• Page extract:
====
Investment flows into Georgia, too. The state announced its single largest foreign investment project in November 2018, a $1.67-billion commitment from Korean manufacturer SK Innovation. The company, which develops and manufactures lithium-ion batteries for hybrid electric vehicles, plans to build a 1-million-square-foot facility in Jackson County that will accommodate more than 2,000 new jobs.

With all that good news, there’s no reason for concern, right? Not exactly.

Despite the pluses, outside influences – questions surrounding provisions in the renegotiated NAFTA agreement, now called the United States-Mexico-Canada Agreement (USMCA), which must still be ratified by all three governments; retaliatory tariffs imposed by China in response to tariffs first imposed by President Donald Trump’s administration; and even natural disasters like Hurricane Michael – can cast a pall of uncertainty over Georgia’s usually bright trade picture.


Good Deal? Bad Deal? No Deal?

While the USMCA is a trade agreement negotiated at the national level, its potential impact on Georgia has some state leaders concerned, since Canada and Mexico are Georgia’s top two trading partners for exports. In 2017, Georgia exports to Canada totaled $6.17 billion, while exports to Mexico totaled $3.62 billion. As steward of the state’s agriculture industry, Agriculture Commissioner Gary Black is one who is not on board with the renegotiated treaty.

“With the different altitudes and variations in the Mexican climate,” Black says, “[Mexican growers] have the capability of taking not just our market but the market up the east coast with vegetable production.” He says the USMCA doesn’t protect Georgia farmers from Mexican growers whose crops are not just subsidized, but “dumped within our market window at whatever price.”

He has advice for consumers: educate yourselves and buy local. Black’s message to Georgia lawmakers is more pointed.

“We’ve made gains in some areas of the treaty, but based upon the situation with fresh fruits and vegetables – areas of vital importance to Georgia – we have asked every member of the Georgia congressional delegation to vote ‘no’ [on the USMCA treaty].”

The top local representatives from both Canada and Mexico view their trade relationships – and thus the impact of USMCA – with Georgia as very important.

“If you look at the amount of jobs created because of trade and investment between Canada and Georgia, you’re looking at over 330,000 jobs,” says Nadia Theodore, consul general of Canada to the Southeast United States. “While we are often overlooked as the ‘little cousins’ to the north of the United States, we really are the most important trade partner Georgia has. Cultivating and nurturing that relationship is job No. 1.”
====
• Records:

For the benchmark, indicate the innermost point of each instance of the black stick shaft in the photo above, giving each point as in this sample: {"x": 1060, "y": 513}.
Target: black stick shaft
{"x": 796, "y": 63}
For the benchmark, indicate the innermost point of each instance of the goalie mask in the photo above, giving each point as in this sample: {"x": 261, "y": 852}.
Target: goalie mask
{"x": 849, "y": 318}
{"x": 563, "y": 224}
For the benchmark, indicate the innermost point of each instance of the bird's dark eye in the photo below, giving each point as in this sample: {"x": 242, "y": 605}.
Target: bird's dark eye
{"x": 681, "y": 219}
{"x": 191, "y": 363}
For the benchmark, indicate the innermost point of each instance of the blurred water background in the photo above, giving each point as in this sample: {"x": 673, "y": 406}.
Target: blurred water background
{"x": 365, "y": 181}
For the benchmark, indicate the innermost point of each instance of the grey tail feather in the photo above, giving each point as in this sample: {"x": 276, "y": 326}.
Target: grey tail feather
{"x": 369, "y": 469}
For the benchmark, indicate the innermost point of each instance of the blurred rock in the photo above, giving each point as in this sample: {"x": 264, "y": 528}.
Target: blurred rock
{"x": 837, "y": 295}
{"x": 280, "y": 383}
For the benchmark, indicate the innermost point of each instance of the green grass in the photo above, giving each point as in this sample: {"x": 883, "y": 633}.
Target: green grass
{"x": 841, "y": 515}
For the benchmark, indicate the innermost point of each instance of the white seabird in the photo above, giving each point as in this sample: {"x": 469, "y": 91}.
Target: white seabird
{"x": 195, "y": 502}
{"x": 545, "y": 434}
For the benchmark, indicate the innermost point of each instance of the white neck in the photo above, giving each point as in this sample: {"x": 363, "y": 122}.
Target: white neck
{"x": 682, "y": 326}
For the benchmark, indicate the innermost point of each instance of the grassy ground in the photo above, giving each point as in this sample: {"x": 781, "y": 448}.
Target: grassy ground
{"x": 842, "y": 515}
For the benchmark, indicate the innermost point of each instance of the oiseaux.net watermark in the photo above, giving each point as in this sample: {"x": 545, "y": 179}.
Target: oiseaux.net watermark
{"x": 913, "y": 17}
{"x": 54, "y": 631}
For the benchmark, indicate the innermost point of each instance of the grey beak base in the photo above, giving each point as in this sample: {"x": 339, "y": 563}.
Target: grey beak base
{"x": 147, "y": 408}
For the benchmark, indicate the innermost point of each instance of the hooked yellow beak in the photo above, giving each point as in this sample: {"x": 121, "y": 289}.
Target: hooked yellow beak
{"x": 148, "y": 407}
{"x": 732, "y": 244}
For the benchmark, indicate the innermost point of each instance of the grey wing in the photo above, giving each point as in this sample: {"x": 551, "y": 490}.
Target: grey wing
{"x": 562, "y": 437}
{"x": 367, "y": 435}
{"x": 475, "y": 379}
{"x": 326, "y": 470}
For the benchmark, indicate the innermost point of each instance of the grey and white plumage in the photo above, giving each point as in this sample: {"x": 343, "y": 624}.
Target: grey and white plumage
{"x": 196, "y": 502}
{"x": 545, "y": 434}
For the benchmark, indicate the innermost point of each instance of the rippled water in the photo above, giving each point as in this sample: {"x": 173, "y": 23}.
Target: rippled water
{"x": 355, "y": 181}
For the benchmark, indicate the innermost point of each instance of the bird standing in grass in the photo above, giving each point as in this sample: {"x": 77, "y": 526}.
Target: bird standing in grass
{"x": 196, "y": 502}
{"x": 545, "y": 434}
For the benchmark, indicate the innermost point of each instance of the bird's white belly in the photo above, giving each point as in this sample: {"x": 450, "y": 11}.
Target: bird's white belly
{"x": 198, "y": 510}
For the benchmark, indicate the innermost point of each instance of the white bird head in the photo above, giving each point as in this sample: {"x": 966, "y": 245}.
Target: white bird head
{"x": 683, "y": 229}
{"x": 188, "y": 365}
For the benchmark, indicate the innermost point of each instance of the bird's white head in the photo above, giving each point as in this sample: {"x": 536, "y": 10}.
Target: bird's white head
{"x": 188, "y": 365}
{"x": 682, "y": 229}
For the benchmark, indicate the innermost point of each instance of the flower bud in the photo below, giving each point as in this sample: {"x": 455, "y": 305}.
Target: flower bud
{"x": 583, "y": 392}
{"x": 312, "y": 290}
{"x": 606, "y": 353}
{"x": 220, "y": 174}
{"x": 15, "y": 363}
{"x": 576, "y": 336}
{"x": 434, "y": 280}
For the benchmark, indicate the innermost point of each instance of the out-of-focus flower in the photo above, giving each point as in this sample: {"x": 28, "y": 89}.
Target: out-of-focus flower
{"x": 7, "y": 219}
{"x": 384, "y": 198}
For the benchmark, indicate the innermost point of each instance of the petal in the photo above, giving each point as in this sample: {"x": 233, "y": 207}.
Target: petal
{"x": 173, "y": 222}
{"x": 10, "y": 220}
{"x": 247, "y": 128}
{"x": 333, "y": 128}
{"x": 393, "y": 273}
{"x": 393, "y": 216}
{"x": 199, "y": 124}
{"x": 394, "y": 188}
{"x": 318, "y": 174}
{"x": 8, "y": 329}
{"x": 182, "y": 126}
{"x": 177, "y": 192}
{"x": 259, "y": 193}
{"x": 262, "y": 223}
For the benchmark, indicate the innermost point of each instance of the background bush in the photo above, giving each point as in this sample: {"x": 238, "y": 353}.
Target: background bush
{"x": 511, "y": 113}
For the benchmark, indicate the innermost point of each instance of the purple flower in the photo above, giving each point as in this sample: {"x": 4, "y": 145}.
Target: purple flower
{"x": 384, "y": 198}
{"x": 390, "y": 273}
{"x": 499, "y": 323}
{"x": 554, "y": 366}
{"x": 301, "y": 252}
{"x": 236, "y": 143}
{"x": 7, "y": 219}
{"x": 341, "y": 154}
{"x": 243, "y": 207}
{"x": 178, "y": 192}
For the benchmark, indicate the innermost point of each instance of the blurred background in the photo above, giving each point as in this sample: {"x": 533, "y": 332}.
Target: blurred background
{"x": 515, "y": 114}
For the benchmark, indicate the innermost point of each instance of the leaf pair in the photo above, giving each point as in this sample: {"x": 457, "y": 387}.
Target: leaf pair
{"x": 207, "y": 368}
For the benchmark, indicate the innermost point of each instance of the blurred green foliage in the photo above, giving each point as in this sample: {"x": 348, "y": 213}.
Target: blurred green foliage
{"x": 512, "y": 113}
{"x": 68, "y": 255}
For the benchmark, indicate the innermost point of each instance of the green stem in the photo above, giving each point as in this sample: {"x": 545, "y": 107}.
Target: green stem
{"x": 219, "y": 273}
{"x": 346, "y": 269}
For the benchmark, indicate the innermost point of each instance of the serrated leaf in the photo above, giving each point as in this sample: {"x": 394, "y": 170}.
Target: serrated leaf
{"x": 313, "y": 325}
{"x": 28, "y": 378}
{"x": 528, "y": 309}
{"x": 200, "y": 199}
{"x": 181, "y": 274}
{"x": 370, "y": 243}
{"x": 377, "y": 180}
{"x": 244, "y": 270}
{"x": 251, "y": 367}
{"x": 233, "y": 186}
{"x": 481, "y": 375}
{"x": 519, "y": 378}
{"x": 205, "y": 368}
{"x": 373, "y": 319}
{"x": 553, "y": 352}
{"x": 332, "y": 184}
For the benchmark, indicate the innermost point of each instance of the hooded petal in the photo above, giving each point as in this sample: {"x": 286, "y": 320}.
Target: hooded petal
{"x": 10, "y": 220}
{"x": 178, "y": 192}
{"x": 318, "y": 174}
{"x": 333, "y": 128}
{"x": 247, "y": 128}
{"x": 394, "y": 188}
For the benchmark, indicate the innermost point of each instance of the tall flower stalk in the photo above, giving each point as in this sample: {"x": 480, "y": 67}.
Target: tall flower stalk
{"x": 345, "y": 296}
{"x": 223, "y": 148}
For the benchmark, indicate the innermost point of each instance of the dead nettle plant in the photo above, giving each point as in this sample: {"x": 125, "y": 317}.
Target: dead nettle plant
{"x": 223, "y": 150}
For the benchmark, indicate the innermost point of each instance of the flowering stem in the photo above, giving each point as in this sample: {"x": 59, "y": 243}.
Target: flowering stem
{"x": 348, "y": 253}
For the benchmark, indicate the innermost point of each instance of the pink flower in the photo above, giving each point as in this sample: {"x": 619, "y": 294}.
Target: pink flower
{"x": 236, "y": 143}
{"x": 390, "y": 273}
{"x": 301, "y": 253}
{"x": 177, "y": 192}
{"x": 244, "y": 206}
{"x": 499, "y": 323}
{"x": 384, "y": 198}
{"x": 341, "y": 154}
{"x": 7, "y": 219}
====
• Short problem 1:
Please pull out the records from the line containing "of the pink" through their final line, both ends included, and reproduce those lines verbatim.
• Short problem 2:
Extend the article on Georgia's international trade, picking up after its last sentence.
The article and the records are unrelated to each other.

• Right answer 1:
For the benchmark, indicate the innermost point of each instance of the pink flower in the photo above, giving each point as in this sample: {"x": 619, "y": 294}.
Target: pink flower
{"x": 236, "y": 143}
{"x": 390, "y": 273}
{"x": 301, "y": 253}
{"x": 177, "y": 192}
{"x": 244, "y": 206}
{"x": 499, "y": 323}
{"x": 384, "y": 198}
{"x": 341, "y": 154}
{"x": 7, "y": 219}

• Right answer 2:
Theodore says that means calling attention to the fact that Canada means big business to Georgia. Like Canada-based Irving Consumer Products’ 700,000-square-foot paper manufacturing plant being built in Macon, which will be completed this year. The $400-million investment will create 200 jobs.

Keeping investment and job opportunities flowing for both partners is essential, and it’s why Theodore is vocal about her concerns over the Trump Administration’s use of the Section 232 tariffs included in the Trade Expansion Act of 1962 to justify the imposition of steel and aluminum tariffs on countries including Canada and Mexico, on the basis of threats to national security.

“Businesses love and thrive on predictability and certainty,” Theodore says. “In order to grow our economies, in order to continue to create good paying, sustainable jobs, we need to create a stable environment for business.” Use of Section 232 to impose tariffs on Canada as a national security threat undermines that stability, she says.

“The idea that Canada is a national security threat to the United States given that we are partners in NATO, NORAD, we have this long undefended border, is a bit beyond the pale for Canada but also for business,” she continues. “That does not create stability for them because that is not in keeping with a rules-based trading system. For me that is the big ‘T’ threat or big ‘C’ concern when it comes to trade and outside forces – the erosion of the rules-based trading system and the rule of law when it comes to trade.”

Looking through his positive lens, Ambassador Javier Díaz de León, who serves as consul general of Mexico in Atlanta, says the renegotiated USMCA is a win-win-win for everyone mainly because of the jobs it will keep and continue to create. “Thousands and thousands of jobs in Georgia have been created because of the opportunity that our free trade agreement has created,” he says, citing the automobile-manufacturing sector in particular.

Many of the same companies building cars or producing auto parts in Georgia also have manufacturing facilities in Mexico and Canada. For example, the Kia plant in West Point was the first North American manufacturing plant for the South Korean automaker. The company opened a second North American manufacturing facility in Monterrey, Mexico, in 2016. Canadian company Decostar (also known as Magna International), a global automotive supplier of molded components and assemblies, has a facility in Carrollton and plants in Mexico.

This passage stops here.